- Problems to solve:
a) Could you translate this sentence from the article about Cheryl Jacobson and her Pentagon staff into Spanish: "In fact, the U.S. Air Force awarded Cheryl its Exemplary Civil Service Medal, citing how she rebuilt morale at the Pentagon after the 9/11 attack."
b) Will you write what comes next in the article about Cheryl Jacobson and her Pentagon staff, picking up after its final sentence?

- Page excerpt:
Post 9/11, Cheryl Jacobson would watch how every time a plane flew over the Pentagon, her entire staff would hit the floor and dive under the nearest desk. In seeking to help them recover from their trauma, Cheryl discovered some potent secrets from which the post-tsunami world can also benefit.

Cheryl's staff of 21 Pentagon workers emerged from their trauma with their lives not only healed, but actually enhanced. In fact, the U.S. Air Force awarded Cheryl its Exemplary Civil Service Medal, citing how she rebuilt morale at the Pentagon after the 9/11 attack. How did Cheryl, a 53-year-old religious Jewish woman, work this miracle? And as the world continues to reel from the tsunami catastrophe, what parallel lessons can we apply today?

- Material provided:

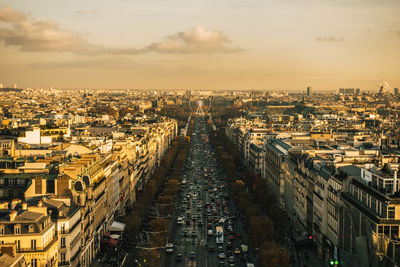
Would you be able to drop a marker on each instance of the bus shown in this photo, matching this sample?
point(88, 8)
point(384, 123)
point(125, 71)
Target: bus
point(219, 235)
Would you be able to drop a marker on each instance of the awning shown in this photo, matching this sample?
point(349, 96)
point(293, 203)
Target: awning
point(113, 242)
point(117, 227)
point(115, 236)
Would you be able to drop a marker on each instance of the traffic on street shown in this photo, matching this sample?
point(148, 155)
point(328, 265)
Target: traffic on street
point(205, 226)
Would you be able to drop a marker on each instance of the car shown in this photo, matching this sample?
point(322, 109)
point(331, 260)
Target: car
point(179, 220)
point(185, 233)
point(179, 257)
point(169, 248)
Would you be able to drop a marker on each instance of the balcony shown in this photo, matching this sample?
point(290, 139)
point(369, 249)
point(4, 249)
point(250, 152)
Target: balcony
point(38, 249)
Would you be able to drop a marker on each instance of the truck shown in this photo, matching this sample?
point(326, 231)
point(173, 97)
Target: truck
point(219, 235)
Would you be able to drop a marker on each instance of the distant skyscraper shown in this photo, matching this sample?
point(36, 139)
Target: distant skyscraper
point(309, 91)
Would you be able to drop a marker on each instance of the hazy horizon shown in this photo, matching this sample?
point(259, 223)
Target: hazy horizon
point(200, 45)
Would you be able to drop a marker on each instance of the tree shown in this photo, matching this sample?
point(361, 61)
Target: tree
point(272, 255)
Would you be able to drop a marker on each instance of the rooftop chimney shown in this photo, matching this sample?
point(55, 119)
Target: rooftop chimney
point(13, 215)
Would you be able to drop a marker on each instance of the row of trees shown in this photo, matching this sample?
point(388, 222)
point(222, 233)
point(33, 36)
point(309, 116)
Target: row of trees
point(258, 206)
point(161, 190)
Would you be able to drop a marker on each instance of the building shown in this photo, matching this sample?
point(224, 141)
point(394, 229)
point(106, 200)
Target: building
point(33, 234)
point(309, 91)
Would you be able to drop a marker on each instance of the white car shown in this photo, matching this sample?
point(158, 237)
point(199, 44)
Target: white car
point(169, 248)
point(179, 220)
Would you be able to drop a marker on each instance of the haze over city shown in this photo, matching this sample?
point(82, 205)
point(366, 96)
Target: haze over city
point(200, 44)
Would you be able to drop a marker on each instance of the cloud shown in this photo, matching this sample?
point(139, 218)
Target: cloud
point(36, 35)
point(330, 39)
point(86, 11)
point(195, 40)
point(8, 14)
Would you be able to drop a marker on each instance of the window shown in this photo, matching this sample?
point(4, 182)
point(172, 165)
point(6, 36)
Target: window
point(391, 212)
point(17, 229)
point(386, 230)
point(33, 244)
point(394, 231)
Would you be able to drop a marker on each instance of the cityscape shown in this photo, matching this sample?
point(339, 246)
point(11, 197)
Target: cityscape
point(201, 134)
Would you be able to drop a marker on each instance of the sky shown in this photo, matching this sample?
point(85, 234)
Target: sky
point(208, 44)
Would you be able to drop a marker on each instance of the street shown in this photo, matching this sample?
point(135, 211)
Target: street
point(202, 207)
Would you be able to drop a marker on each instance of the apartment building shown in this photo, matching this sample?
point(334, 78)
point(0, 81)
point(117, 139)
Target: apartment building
point(33, 234)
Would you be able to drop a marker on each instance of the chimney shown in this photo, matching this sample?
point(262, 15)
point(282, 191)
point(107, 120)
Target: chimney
point(13, 215)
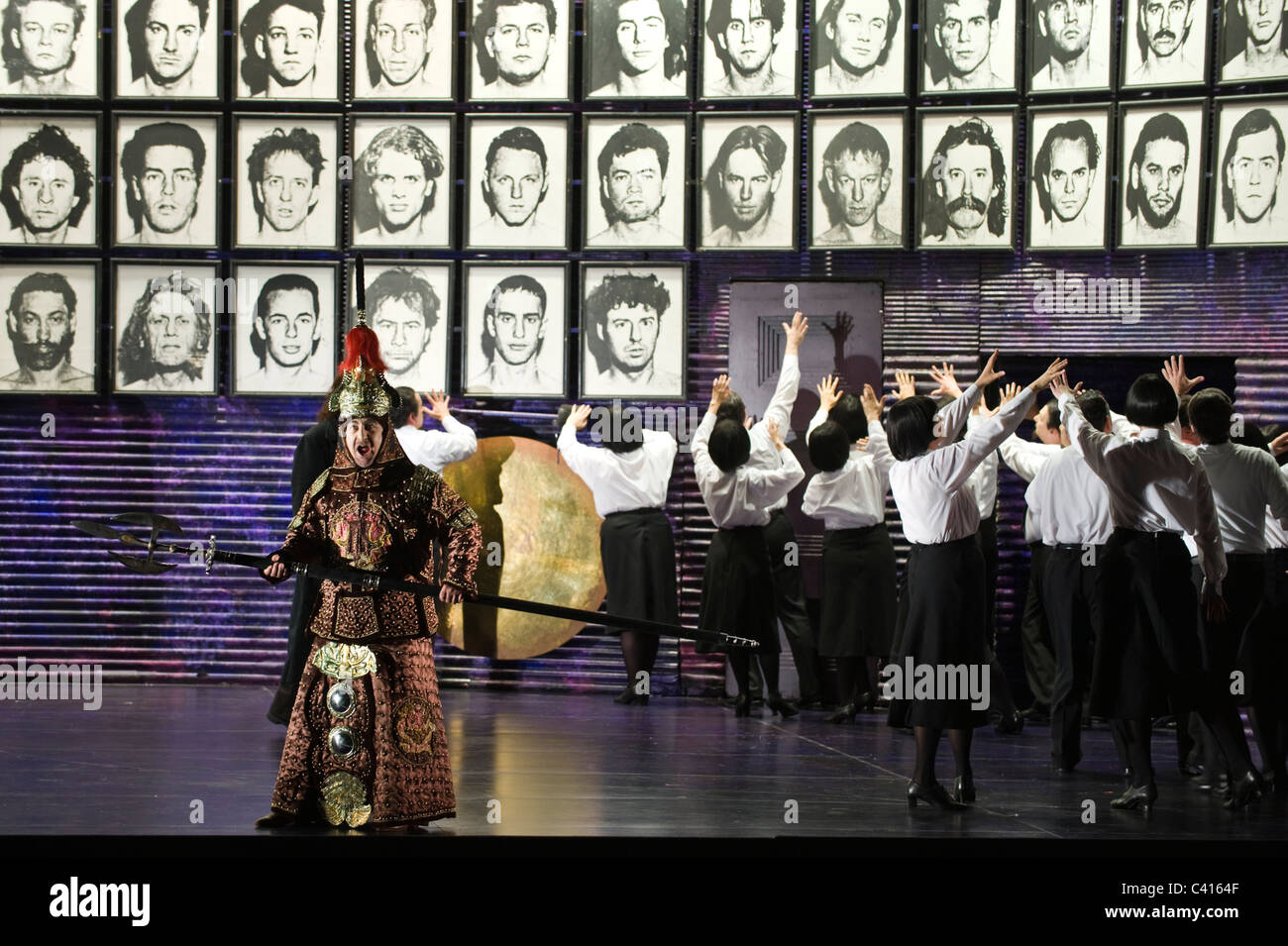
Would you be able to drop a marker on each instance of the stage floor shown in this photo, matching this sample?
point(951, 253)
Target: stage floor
point(555, 765)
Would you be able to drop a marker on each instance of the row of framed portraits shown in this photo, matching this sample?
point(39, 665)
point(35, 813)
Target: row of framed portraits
point(518, 51)
point(284, 332)
point(518, 177)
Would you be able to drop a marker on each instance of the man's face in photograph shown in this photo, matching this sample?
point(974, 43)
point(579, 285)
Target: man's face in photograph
point(402, 332)
point(399, 188)
point(634, 184)
point(290, 44)
point(47, 193)
point(516, 326)
point(167, 187)
point(287, 189)
point(290, 326)
point(47, 37)
point(1253, 174)
point(516, 184)
point(520, 42)
point(42, 330)
point(858, 183)
point(400, 39)
point(172, 38)
point(748, 187)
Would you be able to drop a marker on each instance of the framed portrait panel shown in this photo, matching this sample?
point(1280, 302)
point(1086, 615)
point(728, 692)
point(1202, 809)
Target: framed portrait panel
point(965, 179)
point(750, 50)
point(52, 51)
point(1248, 176)
point(1069, 46)
point(1253, 44)
point(965, 50)
point(514, 331)
point(1162, 158)
point(635, 172)
point(858, 172)
point(519, 51)
point(167, 170)
point(403, 50)
point(52, 319)
point(287, 50)
point(284, 330)
point(1069, 171)
point(286, 181)
point(168, 50)
point(163, 322)
point(402, 180)
point(638, 50)
point(632, 331)
point(50, 177)
point(410, 308)
point(750, 180)
point(1164, 43)
point(516, 179)
point(858, 48)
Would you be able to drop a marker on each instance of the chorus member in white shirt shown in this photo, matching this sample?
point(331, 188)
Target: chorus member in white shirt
point(858, 556)
point(432, 448)
point(629, 475)
point(941, 610)
point(1150, 661)
point(737, 596)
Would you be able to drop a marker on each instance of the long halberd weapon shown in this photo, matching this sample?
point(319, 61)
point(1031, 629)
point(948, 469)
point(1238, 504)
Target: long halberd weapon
point(362, 579)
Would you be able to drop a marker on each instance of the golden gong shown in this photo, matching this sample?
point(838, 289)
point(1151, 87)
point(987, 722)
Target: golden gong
point(542, 519)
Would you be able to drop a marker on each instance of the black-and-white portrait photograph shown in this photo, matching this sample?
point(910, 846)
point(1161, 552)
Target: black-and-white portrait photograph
point(1253, 40)
point(1068, 177)
point(1160, 174)
point(51, 315)
point(1164, 43)
point(287, 50)
point(857, 177)
point(750, 180)
point(636, 168)
point(1247, 183)
point(1069, 44)
point(166, 176)
point(163, 323)
point(632, 332)
point(403, 50)
point(51, 48)
point(858, 48)
point(636, 50)
point(516, 181)
point(167, 50)
point(519, 51)
point(286, 181)
point(402, 180)
point(965, 188)
point(50, 179)
point(410, 308)
point(515, 325)
point(750, 50)
point(283, 335)
point(967, 46)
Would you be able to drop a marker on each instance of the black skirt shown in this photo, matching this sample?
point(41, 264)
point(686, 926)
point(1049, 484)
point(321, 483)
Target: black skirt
point(858, 592)
point(638, 550)
point(737, 589)
point(941, 622)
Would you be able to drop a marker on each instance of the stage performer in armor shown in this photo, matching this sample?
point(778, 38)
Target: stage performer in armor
point(366, 743)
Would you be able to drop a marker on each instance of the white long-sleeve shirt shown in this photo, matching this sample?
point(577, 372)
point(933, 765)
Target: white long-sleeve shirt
point(621, 481)
point(437, 448)
point(1153, 484)
point(746, 494)
point(931, 490)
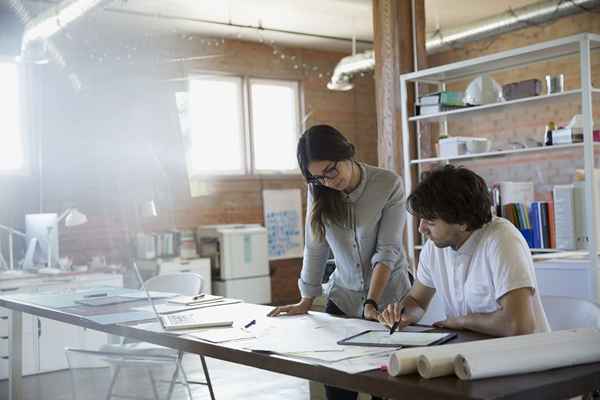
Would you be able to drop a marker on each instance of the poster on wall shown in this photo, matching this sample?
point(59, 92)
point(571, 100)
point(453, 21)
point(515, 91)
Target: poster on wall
point(283, 220)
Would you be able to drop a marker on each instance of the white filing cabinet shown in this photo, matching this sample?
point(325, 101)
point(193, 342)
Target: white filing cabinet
point(200, 266)
point(44, 340)
point(240, 256)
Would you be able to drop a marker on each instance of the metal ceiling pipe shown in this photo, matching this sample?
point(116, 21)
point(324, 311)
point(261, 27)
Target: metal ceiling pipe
point(342, 74)
point(537, 13)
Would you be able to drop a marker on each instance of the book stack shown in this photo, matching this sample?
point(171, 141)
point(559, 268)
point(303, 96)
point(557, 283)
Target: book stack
point(517, 214)
point(438, 102)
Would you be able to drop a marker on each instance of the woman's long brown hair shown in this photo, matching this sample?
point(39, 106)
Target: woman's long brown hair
point(324, 143)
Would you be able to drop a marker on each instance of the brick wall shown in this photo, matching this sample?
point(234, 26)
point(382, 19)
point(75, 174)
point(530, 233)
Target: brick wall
point(524, 123)
point(98, 144)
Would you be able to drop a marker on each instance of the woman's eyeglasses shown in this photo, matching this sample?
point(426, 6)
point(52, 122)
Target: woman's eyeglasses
point(329, 173)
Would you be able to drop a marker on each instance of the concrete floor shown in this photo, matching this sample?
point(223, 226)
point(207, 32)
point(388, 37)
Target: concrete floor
point(230, 382)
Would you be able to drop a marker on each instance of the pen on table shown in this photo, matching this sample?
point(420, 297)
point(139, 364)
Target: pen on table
point(96, 295)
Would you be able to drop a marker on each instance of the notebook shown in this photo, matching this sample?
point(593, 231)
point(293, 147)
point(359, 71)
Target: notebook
point(173, 322)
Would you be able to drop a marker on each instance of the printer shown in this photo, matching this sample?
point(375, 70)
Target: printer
point(239, 260)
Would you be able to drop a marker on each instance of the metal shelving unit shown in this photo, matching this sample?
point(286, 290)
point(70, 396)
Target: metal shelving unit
point(579, 45)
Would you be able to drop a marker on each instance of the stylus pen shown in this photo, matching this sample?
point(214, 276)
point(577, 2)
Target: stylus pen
point(394, 327)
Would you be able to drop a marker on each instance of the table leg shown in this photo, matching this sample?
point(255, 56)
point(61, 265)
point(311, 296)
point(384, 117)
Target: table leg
point(15, 369)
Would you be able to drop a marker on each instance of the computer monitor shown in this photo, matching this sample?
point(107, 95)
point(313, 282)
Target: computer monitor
point(36, 227)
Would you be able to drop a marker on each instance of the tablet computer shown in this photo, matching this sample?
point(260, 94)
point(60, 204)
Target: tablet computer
point(382, 338)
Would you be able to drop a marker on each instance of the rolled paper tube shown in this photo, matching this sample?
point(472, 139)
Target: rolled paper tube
point(405, 361)
point(433, 366)
point(583, 349)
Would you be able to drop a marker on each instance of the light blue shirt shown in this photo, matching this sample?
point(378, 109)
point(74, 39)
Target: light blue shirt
point(378, 215)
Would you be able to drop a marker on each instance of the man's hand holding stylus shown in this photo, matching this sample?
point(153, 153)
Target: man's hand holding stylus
point(301, 307)
point(405, 312)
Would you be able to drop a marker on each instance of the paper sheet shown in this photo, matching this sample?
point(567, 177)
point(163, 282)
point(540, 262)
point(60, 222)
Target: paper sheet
point(121, 318)
point(221, 335)
point(580, 349)
point(170, 308)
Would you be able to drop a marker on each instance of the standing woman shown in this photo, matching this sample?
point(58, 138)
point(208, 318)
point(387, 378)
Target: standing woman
point(358, 211)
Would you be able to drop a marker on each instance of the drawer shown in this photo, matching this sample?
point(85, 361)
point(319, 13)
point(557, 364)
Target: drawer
point(3, 346)
point(28, 324)
point(197, 265)
point(4, 368)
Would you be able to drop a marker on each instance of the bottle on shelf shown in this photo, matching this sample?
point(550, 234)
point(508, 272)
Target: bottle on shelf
point(548, 133)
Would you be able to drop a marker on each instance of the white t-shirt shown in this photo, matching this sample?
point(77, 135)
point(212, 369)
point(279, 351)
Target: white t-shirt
point(494, 260)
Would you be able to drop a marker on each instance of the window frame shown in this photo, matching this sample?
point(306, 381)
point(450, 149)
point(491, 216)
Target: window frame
point(243, 145)
point(24, 124)
point(249, 171)
point(299, 113)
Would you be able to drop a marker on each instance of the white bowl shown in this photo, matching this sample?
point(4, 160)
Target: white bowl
point(475, 146)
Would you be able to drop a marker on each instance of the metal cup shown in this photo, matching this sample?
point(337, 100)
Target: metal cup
point(555, 83)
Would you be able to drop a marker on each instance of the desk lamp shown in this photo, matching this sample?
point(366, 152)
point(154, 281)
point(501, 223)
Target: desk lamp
point(11, 232)
point(72, 217)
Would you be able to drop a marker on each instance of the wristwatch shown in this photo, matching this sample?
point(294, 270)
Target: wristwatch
point(371, 302)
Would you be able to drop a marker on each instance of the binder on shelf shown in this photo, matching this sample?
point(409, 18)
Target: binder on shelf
point(536, 224)
point(564, 217)
point(551, 225)
point(545, 234)
point(516, 192)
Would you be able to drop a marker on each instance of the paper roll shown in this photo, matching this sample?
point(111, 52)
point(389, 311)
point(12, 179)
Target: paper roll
point(436, 365)
point(439, 360)
point(581, 349)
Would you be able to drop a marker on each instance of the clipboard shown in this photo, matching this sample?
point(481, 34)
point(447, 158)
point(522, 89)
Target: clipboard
point(382, 338)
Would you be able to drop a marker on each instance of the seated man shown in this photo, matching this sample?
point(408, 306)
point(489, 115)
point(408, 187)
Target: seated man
point(479, 265)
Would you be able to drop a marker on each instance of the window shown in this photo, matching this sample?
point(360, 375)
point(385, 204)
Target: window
point(275, 123)
point(12, 151)
point(219, 140)
point(217, 146)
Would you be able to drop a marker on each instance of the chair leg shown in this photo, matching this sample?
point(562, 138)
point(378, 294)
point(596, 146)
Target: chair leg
point(186, 382)
point(153, 383)
point(113, 380)
point(207, 377)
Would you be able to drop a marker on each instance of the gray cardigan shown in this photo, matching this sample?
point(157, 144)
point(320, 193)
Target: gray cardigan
point(378, 212)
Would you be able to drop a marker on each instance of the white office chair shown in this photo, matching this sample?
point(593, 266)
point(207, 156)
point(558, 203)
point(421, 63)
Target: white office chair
point(146, 355)
point(571, 312)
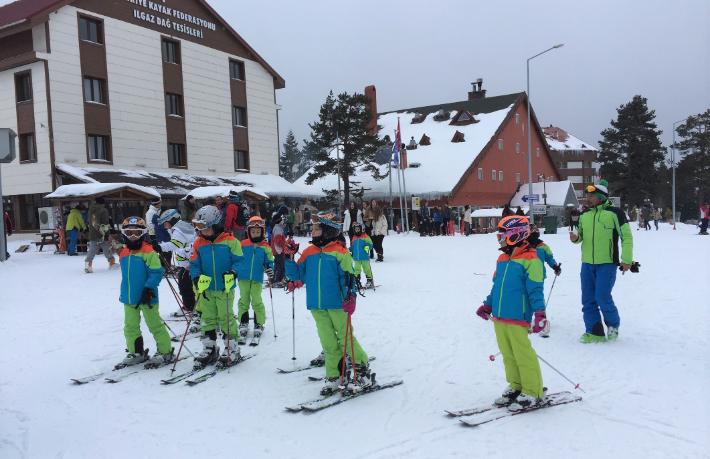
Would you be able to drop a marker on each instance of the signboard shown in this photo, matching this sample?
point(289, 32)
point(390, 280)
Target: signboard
point(538, 209)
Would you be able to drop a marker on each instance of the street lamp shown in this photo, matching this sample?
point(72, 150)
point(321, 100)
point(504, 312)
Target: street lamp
point(529, 129)
point(673, 166)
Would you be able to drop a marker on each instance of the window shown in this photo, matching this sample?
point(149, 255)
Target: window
point(173, 104)
point(241, 160)
point(28, 150)
point(236, 70)
point(98, 148)
point(23, 86)
point(94, 90)
point(171, 51)
point(239, 116)
point(176, 155)
point(91, 30)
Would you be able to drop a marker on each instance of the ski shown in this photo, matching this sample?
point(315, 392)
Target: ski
point(337, 399)
point(210, 374)
point(307, 367)
point(559, 398)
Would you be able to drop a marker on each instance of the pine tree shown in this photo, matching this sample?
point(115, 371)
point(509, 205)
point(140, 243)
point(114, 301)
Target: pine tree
point(693, 172)
point(343, 120)
point(288, 160)
point(631, 152)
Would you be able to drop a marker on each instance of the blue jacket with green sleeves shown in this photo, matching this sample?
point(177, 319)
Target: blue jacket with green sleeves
point(327, 273)
point(517, 287)
point(213, 259)
point(360, 247)
point(139, 269)
point(256, 258)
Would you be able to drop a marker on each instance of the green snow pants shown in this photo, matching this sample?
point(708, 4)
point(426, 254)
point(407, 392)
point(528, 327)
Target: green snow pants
point(331, 325)
point(363, 265)
point(250, 292)
point(522, 370)
point(217, 310)
point(132, 326)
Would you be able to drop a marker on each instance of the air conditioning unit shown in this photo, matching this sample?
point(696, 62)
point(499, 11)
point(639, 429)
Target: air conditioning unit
point(47, 219)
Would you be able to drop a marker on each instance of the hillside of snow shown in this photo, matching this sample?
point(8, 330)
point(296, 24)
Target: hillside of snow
point(646, 394)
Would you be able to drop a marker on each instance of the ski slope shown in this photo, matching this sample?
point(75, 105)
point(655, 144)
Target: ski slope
point(646, 395)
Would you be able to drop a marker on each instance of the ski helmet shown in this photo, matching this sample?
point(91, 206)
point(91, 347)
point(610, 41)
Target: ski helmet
point(133, 229)
point(208, 217)
point(171, 216)
point(513, 230)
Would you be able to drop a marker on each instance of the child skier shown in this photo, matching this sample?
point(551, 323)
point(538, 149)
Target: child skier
point(360, 248)
point(141, 273)
point(257, 259)
point(515, 299)
point(216, 254)
point(326, 267)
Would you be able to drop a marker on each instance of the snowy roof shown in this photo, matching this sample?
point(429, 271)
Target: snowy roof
point(558, 194)
point(440, 164)
point(169, 183)
point(83, 190)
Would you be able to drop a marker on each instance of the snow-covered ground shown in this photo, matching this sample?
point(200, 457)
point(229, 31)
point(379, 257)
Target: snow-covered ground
point(646, 395)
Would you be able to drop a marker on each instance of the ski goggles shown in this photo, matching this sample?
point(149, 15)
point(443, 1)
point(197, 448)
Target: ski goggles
point(134, 234)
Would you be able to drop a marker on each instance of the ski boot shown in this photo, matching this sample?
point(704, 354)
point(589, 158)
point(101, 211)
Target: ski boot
point(209, 354)
point(132, 358)
point(230, 355)
point(612, 333)
point(509, 395)
point(318, 361)
point(523, 402)
point(363, 379)
point(158, 360)
point(243, 330)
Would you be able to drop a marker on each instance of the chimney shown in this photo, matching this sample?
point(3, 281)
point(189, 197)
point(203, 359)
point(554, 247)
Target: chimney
point(477, 91)
point(371, 94)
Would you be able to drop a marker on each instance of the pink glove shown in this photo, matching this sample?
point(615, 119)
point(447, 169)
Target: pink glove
point(293, 285)
point(484, 312)
point(349, 304)
point(539, 321)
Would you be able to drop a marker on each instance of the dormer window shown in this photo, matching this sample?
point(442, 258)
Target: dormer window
point(442, 115)
point(463, 118)
point(458, 137)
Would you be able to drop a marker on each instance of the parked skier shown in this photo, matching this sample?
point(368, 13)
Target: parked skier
point(360, 248)
point(326, 268)
point(215, 254)
point(141, 273)
point(515, 300)
point(182, 235)
point(599, 231)
point(256, 260)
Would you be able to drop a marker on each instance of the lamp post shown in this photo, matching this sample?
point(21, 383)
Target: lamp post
point(673, 167)
point(529, 129)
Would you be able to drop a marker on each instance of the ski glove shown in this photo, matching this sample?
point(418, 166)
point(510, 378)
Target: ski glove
point(539, 321)
point(349, 304)
point(484, 312)
point(293, 285)
point(146, 296)
point(557, 269)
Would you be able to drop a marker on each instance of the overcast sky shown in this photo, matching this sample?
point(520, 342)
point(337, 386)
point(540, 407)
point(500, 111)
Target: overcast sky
point(420, 52)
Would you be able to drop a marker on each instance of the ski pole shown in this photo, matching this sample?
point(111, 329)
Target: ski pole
point(576, 385)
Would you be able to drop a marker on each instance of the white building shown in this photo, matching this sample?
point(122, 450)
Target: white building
point(165, 86)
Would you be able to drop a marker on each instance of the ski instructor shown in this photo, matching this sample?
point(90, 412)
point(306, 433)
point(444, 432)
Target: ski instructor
point(599, 231)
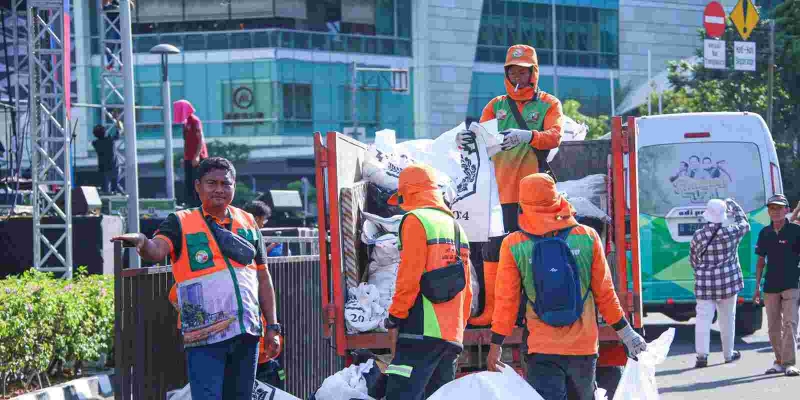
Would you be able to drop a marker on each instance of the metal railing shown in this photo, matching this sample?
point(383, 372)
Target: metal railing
point(275, 38)
point(148, 348)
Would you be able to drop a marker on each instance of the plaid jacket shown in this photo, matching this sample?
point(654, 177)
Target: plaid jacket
point(717, 272)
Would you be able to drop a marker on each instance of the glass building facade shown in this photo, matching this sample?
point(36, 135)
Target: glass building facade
point(587, 39)
point(272, 95)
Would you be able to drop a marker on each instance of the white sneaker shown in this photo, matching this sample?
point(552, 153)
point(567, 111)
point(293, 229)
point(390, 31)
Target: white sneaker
point(776, 369)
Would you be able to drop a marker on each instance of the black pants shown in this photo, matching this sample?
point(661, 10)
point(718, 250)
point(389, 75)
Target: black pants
point(420, 368)
point(558, 377)
point(190, 173)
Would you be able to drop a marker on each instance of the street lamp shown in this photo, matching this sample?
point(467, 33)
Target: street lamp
point(165, 50)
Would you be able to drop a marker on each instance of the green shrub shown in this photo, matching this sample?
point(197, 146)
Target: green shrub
point(43, 319)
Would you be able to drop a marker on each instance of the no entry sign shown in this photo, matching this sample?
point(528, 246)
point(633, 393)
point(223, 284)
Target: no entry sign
point(714, 19)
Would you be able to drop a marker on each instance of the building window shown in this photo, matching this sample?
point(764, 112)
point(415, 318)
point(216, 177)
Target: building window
point(297, 101)
point(587, 36)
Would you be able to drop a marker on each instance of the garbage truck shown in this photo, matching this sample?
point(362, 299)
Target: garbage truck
point(686, 160)
point(342, 201)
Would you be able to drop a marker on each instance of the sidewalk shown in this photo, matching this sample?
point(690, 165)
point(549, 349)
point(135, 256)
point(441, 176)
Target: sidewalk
point(96, 387)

- Responses by task:
a) De hecho, la Fuerza Aérea de EE. UU. otorgó a Cheryl su Medalla al Servicio Civil Ejemplar, destacando cómo reconstruyó la moral en el Pentágono después del ataque del 11-S.

b)
Cheryl was hard at work in her post as Acting Chief of the Aircraft and Missile Support Division in the Pentagon on the morning of September 11, 2001. Suddenly, a high-ranking Air Force officer, whom we'll call Col. Williams, burst into Cheryl's office. He had just seen the televised news bulletin of a plane hitting one of the twin towers. A short while later he burst in again, this time in a state of total panic. Another plane had hit the other tower. It was clearly a terrorist attack.

Cheryl, at 4'9", faced off with the 6-foot-tall Col. Williams, and told him to stop sowing panic among her staff. She continued conducting a meeting until she heard the dull murmur of jet engines approaching. Cheryl stood up and announced, "This meeting is adjourned." Moments later, the terrorist-hijacked jet struck the Pentagon in an orgy of fire and death.

Although their part of the building had not been hit, Cheryl's staff, amidst screams and cries, immediately fled. Cheryl, calm and collected, retrieved her purse and briefcase and made her way out of the building. She was alive! She felt that God had miraculously saved her life and she was overwhelmed with gratitude.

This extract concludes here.